▸ **What you are asked to do**: Quote the records verbatim, starting with the line that contains "In this picture, where can the stone" and going on through the end of the records, with both ends included.

>> Begin Data records

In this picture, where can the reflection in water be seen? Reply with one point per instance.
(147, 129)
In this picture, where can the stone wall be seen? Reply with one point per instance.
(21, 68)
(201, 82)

>> End Data records

▸ **Correct answer**:
In this picture, where can the stone wall be seen? Reply with one point per instance.
(21, 68)
(201, 82)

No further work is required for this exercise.